### Source document

-- start --

In particular, since I’m going to be talking about radical feminist views of sexuality a lot, I should talk about what they are. If patriarchy seeps into every aspect of life, it also seeps into sex; since patriarchy is bad, this leads to sex that hurts one or more of the people involved. How so? Well, obviously sexual violence. But beyond that an ideology of beliefs that wind up promoting sexual violence (the famous “rape culture”)– the treatment of one person as active, powerful, the subject, the one who wants, and another as passive, subordinate, the object, the one who is wanted and does what the subject wants. Through sexuality, patriarchy eroticizes and actively maintains this difference. Lisa Millbank calls patriarchal sex “instrumental sexuality,” which is a phrase I’m going to use.

Radical feminism was originally opposed to liberal feminism, which was the feminism that mostly dealt with legal inequality and job discrimination and reproductive rights. Very few people identify as a liberal feminist anymore because the abortion thing is basically the only part of liberal feminism that’s remotely controversial and if you like abortion rights you can just call yourself pro-choice.

Around about the time liberal feminism became incredibly uncontroversial, feminism decided to have something called the Feminist Sex Wars (not kidding). Radical feminists tended to believe that porn, BDSM, and sex work perpetuate social structures of domination and were violence against women. Sex-positive feminists, on the other hand, were like “wait, no, I get to do what I want with my own vagina, stop telling me what to do.”

(Also in this period huge swathes of radical feminism inexplicably decided that trans people were Public Enemy #1. Which, okay, if you think gender is a product of the patriarchy then trans people probably won’t exist in the post-patriarchy, but I fail to understand how that turns harassing trans women into a feminist practice.)

(Yes I do. The answer is transmisogyny.)

A huge amount of theory that even sex-positive and trans feminists use was developed by radical feminists. The concept of “patriarchy”? Radical feminists. “Rape culture”? Radical feminists. “The personal is political”? Radical feminists. Consciousness-raising groups and their descendant the feminist blog? Radical feminists. I am really sad that radical feminism has all too often devolved into woman-hate, because there are so many radical feminist authors I respect and who have deeply affected my feminism and challenged my thought on gender. Part of the reason I like Millbank’s work a lot is that she’s a modern radical feminist who gives my brain the same workout as, say, Dworkin.

-- end --

### What this exercise asks
A – Return, word for word, the part of the text on radical feminism that begins with the words containing "Around about the" and ends with "a feminist practice.)".
B – Write the next part of the text on radical feminism, starting after its final sentence.

### Labeled area outline items
-- start --

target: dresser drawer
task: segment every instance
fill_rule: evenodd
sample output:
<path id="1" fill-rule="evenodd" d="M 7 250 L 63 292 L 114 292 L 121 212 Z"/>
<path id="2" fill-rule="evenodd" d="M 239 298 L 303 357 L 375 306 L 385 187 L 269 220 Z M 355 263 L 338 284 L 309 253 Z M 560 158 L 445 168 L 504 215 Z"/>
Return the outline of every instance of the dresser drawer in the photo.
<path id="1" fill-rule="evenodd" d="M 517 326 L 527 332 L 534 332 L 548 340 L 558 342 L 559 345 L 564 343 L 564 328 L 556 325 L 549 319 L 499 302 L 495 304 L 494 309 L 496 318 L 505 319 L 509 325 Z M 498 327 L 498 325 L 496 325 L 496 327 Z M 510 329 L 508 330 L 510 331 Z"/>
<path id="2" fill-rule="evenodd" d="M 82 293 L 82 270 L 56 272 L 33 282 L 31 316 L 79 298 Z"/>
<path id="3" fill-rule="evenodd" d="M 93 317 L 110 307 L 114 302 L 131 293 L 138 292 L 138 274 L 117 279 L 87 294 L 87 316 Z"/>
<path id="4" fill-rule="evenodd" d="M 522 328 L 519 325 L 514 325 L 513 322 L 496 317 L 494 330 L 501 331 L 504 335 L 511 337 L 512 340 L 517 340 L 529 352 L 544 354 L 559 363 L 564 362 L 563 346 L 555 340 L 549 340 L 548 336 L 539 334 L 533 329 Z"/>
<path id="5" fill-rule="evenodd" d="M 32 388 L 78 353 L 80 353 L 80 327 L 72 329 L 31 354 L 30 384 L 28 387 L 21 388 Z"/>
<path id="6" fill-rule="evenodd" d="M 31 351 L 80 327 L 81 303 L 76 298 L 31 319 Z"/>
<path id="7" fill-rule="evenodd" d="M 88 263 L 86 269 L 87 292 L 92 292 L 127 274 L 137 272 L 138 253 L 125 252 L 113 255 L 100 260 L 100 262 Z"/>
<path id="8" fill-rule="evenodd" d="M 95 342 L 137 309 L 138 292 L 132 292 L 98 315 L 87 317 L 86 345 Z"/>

-- end --

### Answer set
A –
Around about the time liberal feminism became incredibly uncontroversial, feminism decided to have something called the Feminist Sex Wars (not kidding). Radical feminists tended to believe that porn, BDSM, and sex work perpetuate social structures of domination and were violence against women. Sex-positive feminists, on the other hand, were like “wait, no, I get to do what I want with my own vagina, stop telling me what to do.”

(Also in this period huge swathes of radical feminism inexplicably decided that trans people were Public Enemy #1. Which, okay, if you think gender is a product of the patriarchy then trans people probably won’t exist in the post-patriarchy, but I fail to understand how that turns harassing trans women into a feminist practice.)

B –
Another reason I particularly like The Prudes’ Progress is that a lot of people, having proved to their satisfaction that such-and-such sexual practice is inherently oppressive, consider their work done. To pick on a non-radical-feminist example… let’s say it’s oppressive to consider trans, disabled, and fat people inherently unattractive, both because it’s a product of a culture that considers trans, disabled, and fat people unattractive, and because it’s shitty to be considered ugly because you’re part of whatever marginalized group. Okay, great. What do you do with that? If you’re someone who’s only attracted to cis, abled, thin people, do you… have sex with trans, disabled, and fat people anyway for anti-oppression points? Self-flagellate about  your oppressive boner? What? Identifying a problem is not the same thing as offering a solution.

Millbank has written an entire really long series of articles about how, if you accept radical feminist beliefs about sexuality, to make your sexuality less patriarchal. I approve of this and wish more people who want to critique sexuality would do similar things.

Obvious Disclaimer: all of this is personal piety, not basic morality. Your moral obligation sexually is discharged by not being an asshole. (You know: don’t rape people, don’t call people ugly because they don’t give you a boner, don’t lie to your sexual partners about how many people you’re fucking or whether you have an STI, use contraception unless you’re prepared to have offspring, that sort of thing.) If you don’t accept radical feminist beliefs about sexuality (which I do with some caveats), you might be able to get something out of The Prudes’ Progress, but it’s primarily targeted at a different audience. If you’re in a place where working on your sexuality is not healthy or fulfilling or the optimal choice for you right now, great! Go build houses for Habitat for Humanity or something. If your feminism involves hating on women who aren’t hurting anyone for being insufficiently feminist, you are bad at feminism.

Further Obvious Disclaimer: The Prudes’ Progress is mostly written for women in erotic relationships with other women. I am a nonbinary but female-presenting person primarily in erotic relationships with men (although I have been in erotic relationships with women in the past). I expect this is going to affect my reactions to shit she talks about.

Probably Non-Obvious Disclaimer: Most of my planned blog posts range from “inspired by The Prudes’ Progress” to “completely unrelated to it but thrown in as an appendix because why not,” so you do not have to read The Prudes’ Progress in order to understand the series.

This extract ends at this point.